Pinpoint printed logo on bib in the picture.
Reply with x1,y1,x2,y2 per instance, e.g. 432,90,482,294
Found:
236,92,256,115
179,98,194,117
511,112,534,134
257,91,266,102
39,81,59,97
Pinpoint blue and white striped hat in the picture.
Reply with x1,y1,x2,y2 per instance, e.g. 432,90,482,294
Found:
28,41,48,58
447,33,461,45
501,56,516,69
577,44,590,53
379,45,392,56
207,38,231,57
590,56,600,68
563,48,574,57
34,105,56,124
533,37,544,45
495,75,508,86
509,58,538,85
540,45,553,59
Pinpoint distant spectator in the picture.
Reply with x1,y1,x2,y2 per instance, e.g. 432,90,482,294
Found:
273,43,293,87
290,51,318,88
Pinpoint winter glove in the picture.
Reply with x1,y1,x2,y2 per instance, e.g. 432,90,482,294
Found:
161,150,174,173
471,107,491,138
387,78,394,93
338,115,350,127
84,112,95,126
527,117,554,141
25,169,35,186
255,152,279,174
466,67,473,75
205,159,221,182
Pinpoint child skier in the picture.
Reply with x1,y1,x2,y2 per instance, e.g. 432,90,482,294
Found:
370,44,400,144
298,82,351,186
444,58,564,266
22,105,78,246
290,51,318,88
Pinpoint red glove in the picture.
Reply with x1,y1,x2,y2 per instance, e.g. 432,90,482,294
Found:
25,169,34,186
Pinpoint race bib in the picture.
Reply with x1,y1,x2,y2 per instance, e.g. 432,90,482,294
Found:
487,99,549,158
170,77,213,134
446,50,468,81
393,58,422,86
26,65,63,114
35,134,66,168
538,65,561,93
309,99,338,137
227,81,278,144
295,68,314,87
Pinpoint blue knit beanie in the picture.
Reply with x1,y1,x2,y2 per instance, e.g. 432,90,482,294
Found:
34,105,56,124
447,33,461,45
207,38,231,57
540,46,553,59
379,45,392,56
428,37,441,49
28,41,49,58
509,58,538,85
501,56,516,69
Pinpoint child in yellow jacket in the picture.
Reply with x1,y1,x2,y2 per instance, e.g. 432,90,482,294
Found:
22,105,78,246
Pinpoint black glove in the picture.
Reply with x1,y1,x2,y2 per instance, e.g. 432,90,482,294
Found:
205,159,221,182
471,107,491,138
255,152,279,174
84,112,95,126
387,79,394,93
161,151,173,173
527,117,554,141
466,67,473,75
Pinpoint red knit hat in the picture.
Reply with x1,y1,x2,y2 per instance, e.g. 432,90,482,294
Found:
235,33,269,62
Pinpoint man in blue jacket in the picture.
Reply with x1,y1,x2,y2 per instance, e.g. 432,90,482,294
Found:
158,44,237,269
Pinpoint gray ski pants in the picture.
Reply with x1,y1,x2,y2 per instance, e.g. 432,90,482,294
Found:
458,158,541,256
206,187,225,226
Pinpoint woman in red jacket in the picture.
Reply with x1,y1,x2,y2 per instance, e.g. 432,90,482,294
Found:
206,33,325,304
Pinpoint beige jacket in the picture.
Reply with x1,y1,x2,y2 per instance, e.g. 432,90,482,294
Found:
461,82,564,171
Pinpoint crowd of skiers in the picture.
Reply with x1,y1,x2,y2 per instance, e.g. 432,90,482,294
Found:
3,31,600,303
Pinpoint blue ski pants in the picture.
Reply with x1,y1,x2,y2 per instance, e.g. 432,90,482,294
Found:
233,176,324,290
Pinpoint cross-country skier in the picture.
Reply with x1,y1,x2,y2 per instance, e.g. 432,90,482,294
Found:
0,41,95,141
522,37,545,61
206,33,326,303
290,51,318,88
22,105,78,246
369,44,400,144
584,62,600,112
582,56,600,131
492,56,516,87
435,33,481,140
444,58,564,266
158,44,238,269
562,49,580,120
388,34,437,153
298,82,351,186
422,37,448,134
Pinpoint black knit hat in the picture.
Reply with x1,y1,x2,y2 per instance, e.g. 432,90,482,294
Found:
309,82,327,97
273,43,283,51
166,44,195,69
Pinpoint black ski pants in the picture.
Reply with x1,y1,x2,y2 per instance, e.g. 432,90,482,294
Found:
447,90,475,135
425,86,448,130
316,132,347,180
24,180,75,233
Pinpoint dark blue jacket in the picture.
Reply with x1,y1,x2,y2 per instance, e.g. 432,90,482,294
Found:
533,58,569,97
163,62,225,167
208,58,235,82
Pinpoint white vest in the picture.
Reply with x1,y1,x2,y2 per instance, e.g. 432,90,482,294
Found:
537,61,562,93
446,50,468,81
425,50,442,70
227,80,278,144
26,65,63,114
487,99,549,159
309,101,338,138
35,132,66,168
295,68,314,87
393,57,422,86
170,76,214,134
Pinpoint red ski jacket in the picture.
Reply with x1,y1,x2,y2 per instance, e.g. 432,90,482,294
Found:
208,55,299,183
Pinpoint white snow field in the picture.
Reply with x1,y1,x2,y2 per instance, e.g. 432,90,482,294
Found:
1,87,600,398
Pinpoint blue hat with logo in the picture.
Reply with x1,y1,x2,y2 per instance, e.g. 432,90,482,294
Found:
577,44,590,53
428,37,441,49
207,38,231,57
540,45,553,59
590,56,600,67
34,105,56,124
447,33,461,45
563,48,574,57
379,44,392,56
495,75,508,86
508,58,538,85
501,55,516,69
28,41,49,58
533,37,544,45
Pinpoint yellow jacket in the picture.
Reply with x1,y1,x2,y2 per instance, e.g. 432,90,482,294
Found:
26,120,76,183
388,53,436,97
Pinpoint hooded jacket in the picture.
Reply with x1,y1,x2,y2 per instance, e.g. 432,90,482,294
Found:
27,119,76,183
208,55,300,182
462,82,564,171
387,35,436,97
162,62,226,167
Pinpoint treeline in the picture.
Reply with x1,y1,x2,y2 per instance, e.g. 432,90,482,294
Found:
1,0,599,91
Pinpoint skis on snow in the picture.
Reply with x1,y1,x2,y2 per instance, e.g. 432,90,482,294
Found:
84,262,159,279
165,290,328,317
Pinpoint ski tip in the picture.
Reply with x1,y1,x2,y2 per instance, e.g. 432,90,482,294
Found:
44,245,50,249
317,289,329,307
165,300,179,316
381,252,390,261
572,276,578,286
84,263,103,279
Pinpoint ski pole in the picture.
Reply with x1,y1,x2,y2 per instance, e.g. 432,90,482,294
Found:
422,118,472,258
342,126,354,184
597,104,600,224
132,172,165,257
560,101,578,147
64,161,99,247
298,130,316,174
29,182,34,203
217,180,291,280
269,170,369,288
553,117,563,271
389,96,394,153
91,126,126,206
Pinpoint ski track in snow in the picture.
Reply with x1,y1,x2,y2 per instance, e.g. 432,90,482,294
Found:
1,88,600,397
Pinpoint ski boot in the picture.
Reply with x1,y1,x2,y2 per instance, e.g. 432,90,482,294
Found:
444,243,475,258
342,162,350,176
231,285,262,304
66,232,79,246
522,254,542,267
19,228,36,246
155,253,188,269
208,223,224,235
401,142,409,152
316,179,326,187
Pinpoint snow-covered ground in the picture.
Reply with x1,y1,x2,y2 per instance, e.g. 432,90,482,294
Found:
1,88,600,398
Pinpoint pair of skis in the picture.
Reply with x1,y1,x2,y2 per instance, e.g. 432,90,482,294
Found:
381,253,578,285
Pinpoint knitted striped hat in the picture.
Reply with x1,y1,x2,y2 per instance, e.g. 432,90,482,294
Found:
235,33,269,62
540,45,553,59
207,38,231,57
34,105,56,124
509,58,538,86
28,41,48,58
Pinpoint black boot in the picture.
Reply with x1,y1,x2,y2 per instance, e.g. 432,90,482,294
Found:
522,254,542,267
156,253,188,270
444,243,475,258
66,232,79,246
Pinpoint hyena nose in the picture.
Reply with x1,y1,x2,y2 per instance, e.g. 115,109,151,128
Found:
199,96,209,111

The problem
All lines of the records containing "black" should be shown.

Output
Pinpoint black glove in the picture.
Pinpoint black knit hat in the picture.
Pinpoint black ski pants in the picture.
Pinpoint black boot in the picture.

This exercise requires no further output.